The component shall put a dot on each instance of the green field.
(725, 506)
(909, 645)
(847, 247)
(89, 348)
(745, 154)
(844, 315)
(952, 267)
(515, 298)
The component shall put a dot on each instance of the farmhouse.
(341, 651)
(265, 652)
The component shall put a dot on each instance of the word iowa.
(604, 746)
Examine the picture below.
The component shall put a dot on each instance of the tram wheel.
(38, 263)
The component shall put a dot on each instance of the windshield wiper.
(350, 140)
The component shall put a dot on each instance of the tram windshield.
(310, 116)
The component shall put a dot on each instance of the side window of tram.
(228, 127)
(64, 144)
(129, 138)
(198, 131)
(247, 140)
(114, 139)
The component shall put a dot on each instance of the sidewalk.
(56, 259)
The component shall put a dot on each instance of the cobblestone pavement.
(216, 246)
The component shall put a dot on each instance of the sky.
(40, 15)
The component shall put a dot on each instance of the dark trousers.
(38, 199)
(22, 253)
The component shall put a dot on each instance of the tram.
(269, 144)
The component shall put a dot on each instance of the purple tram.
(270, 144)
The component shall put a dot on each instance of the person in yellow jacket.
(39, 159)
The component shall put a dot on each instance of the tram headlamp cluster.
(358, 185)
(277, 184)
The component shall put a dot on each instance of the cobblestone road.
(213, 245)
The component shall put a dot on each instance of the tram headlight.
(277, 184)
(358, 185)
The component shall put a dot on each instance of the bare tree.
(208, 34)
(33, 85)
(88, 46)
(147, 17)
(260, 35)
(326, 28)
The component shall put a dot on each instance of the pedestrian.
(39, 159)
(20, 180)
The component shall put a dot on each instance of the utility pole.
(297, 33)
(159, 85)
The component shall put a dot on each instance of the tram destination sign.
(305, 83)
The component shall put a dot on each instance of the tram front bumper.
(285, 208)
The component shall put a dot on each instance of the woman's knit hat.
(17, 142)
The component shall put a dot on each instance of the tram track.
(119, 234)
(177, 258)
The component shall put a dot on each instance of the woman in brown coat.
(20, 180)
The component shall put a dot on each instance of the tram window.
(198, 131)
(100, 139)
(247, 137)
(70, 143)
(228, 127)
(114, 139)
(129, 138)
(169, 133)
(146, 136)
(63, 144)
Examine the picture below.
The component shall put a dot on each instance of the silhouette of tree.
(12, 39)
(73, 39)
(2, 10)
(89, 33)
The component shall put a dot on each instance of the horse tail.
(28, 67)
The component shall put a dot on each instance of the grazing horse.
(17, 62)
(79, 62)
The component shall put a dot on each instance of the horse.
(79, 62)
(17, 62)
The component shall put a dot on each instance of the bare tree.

TASK BRIEF
Edit the data above from the line containing "the tram track." through the end of the data, changing "component" to "annotator" and leaving everything else as it is. Return only those edited lines.

WORKED ANSWER
The annotator shall put a dot on each instance of the tram track.
(119, 234)
(177, 258)
The annotator shall put a dot on each instance of the woman in brown coat.
(20, 180)
The annotator shall put a dot on each instance of the tram window.
(198, 131)
(100, 139)
(247, 137)
(70, 143)
(228, 127)
(114, 139)
(129, 138)
(169, 133)
(146, 136)
(63, 144)
Examine the picture below.
The annotator shall put a dot on each instance of the silhouette of tree.
(12, 39)
(73, 39)
(2, 10)
(89, 33)
The annotator shall put a dot on each instance of the horse tail.
(28, 67)
The annotator shall put a dot on each instance of the grazing horse.
(17, 62)
(79, 62)
The annotator shall put a dot on each instance of the horse.
(79, 62)
(17, 62)
The annotator shall put a dot on each instance of the bare tree.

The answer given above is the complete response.